====== INPUT ======

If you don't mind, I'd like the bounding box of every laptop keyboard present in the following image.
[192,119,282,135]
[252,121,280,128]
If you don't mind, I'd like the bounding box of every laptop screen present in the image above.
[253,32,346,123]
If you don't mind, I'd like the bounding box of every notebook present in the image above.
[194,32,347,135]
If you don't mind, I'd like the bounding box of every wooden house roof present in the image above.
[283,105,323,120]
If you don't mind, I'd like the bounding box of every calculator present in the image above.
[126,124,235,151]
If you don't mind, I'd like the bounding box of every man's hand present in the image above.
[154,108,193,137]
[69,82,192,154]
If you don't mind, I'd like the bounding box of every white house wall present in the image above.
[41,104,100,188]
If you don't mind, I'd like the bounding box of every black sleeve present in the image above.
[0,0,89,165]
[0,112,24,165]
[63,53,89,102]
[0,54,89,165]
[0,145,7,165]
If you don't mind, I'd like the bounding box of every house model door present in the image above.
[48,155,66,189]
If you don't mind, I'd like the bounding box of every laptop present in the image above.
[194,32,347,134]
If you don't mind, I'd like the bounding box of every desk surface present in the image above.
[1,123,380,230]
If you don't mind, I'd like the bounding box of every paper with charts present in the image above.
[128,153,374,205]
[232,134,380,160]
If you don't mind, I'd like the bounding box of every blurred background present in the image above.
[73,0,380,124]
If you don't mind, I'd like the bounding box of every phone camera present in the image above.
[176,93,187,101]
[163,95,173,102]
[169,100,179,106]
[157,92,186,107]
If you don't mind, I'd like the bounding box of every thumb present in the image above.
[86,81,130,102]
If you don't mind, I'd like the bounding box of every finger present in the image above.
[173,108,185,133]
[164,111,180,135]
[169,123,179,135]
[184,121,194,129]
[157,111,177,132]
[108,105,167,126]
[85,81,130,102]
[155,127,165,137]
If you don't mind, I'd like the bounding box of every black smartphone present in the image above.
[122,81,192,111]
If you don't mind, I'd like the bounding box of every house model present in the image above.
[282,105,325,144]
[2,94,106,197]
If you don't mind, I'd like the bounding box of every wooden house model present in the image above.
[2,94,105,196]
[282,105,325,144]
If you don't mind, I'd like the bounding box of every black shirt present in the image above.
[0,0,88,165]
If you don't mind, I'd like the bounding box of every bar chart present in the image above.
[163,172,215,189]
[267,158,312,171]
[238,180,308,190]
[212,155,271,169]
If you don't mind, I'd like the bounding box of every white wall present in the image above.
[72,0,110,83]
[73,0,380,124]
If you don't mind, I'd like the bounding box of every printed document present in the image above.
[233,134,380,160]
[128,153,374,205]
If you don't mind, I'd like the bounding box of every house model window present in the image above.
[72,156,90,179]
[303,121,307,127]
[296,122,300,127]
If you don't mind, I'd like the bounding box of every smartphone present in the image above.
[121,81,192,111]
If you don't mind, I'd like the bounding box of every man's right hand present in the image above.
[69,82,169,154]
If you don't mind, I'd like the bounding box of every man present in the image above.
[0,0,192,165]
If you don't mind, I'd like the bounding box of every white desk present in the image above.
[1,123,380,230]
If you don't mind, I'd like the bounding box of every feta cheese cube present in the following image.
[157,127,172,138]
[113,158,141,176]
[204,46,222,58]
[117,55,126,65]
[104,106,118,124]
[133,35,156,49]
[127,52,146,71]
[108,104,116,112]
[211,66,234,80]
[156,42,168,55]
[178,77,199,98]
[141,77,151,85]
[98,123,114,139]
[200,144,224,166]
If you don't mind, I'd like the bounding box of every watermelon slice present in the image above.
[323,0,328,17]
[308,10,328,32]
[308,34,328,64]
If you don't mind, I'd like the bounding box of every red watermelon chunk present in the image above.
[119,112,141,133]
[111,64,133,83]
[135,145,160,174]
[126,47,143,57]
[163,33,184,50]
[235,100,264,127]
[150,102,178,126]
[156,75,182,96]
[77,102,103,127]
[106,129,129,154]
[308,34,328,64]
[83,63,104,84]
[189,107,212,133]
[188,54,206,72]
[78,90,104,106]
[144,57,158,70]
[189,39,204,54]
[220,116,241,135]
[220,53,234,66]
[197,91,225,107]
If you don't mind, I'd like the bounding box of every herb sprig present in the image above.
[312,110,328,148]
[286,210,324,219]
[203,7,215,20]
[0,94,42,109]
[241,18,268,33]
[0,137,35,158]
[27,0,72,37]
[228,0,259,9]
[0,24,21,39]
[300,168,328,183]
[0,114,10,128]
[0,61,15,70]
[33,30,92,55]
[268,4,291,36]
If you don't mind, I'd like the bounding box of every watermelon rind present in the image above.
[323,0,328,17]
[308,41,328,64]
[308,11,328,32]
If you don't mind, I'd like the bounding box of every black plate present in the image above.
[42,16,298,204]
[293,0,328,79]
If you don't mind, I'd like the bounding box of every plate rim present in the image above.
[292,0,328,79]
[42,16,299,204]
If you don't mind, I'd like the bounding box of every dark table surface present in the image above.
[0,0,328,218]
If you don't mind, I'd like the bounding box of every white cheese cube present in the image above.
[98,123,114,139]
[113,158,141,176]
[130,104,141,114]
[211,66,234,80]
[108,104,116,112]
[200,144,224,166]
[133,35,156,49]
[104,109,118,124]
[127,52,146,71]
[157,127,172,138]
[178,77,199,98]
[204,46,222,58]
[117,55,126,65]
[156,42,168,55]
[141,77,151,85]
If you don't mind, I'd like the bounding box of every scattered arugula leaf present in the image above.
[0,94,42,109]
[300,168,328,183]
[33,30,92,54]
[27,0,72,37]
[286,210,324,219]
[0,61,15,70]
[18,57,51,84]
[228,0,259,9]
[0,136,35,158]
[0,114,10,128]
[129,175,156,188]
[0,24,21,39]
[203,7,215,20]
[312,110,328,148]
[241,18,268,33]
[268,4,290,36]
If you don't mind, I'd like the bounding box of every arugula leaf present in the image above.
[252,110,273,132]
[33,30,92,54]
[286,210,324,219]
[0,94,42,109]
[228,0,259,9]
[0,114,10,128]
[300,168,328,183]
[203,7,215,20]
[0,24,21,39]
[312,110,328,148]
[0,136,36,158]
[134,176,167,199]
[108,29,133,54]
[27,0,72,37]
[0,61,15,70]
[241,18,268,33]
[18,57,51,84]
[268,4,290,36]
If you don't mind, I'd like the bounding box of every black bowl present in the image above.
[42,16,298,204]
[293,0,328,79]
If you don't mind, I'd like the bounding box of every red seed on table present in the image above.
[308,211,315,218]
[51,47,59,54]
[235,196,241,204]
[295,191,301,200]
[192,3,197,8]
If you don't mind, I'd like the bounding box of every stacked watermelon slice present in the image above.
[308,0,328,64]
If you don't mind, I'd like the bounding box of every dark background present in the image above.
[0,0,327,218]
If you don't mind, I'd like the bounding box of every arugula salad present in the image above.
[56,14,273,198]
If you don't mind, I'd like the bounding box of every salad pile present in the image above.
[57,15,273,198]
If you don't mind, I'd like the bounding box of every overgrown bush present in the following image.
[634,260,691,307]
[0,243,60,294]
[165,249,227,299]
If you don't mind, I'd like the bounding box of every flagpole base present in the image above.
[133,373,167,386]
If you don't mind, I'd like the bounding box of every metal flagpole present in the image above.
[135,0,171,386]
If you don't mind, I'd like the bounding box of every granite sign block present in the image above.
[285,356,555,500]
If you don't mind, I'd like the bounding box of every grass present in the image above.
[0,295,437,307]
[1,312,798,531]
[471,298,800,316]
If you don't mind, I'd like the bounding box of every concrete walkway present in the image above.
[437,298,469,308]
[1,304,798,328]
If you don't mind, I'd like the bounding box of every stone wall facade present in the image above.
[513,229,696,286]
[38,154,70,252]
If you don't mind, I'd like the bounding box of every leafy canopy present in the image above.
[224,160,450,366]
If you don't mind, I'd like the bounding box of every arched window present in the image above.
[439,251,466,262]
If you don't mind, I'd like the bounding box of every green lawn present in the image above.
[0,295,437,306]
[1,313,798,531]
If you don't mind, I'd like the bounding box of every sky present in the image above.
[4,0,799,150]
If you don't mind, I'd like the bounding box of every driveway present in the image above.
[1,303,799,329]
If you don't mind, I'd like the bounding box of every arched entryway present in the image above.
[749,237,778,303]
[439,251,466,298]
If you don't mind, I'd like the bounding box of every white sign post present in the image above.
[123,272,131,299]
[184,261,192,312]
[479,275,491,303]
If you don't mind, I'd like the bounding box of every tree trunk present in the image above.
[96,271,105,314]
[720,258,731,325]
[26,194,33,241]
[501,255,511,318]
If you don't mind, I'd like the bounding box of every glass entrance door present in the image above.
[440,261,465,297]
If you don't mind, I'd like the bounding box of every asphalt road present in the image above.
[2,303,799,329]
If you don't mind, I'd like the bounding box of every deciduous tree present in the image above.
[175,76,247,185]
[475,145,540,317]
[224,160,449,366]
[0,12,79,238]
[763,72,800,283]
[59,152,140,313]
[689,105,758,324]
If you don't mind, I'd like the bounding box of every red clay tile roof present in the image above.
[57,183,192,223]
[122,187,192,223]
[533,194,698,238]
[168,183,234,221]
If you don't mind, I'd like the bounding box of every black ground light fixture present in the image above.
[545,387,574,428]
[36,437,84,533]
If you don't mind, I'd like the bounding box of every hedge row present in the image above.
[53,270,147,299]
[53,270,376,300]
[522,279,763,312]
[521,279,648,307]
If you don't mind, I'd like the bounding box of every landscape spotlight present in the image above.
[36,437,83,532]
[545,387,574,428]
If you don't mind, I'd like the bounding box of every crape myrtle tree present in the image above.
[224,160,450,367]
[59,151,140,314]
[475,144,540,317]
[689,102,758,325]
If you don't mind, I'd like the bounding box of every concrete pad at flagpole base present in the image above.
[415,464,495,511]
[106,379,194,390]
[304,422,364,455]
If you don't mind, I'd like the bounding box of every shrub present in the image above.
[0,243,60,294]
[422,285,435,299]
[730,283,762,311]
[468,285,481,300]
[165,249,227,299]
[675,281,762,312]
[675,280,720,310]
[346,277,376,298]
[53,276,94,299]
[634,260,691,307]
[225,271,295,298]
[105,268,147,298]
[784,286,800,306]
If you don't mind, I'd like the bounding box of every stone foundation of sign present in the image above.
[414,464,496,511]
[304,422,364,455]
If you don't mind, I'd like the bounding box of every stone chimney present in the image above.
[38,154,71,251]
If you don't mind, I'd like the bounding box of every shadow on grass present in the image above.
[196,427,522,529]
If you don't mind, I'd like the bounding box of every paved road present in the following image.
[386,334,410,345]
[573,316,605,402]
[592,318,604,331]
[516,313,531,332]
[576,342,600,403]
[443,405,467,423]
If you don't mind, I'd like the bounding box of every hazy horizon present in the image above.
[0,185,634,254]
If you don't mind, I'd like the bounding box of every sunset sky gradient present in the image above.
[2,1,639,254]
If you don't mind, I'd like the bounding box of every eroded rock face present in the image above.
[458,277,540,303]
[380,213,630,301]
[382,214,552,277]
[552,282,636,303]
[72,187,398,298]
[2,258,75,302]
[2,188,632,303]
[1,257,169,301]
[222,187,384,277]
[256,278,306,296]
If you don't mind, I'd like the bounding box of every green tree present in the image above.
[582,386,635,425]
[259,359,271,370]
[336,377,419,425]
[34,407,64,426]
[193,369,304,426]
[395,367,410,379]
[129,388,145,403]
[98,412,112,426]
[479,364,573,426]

======

*TASK OBJECTIVE*
Each line from the one containing "rock face present in the image above." to the end of the records should be echoed exactly, and no other line.

*TASK RESPONSE*
If you don't mind, I'd like the bounding box of every eroded rock face present in the image above.
[458,277,540,303]
[380,213,630,301]
[382,214,552,277]
[552,282,636,303]
[72,187,398,298]
[2,258,75,302]
[2,188,632,303]
[1,257,169,301]
[222,187,384,277]
[256,278,306,296]
If you don't mind, I'd like the bounding box of every green tree present in the image above.
[582,386,635,425]
[259,359,271,370]
[336,377,419,425]
[34,407,64,426]
[193,369,304,426]
[395,367,410,379]
[129,388,145,403]
[98,412,112,426]
[479,364,573,426]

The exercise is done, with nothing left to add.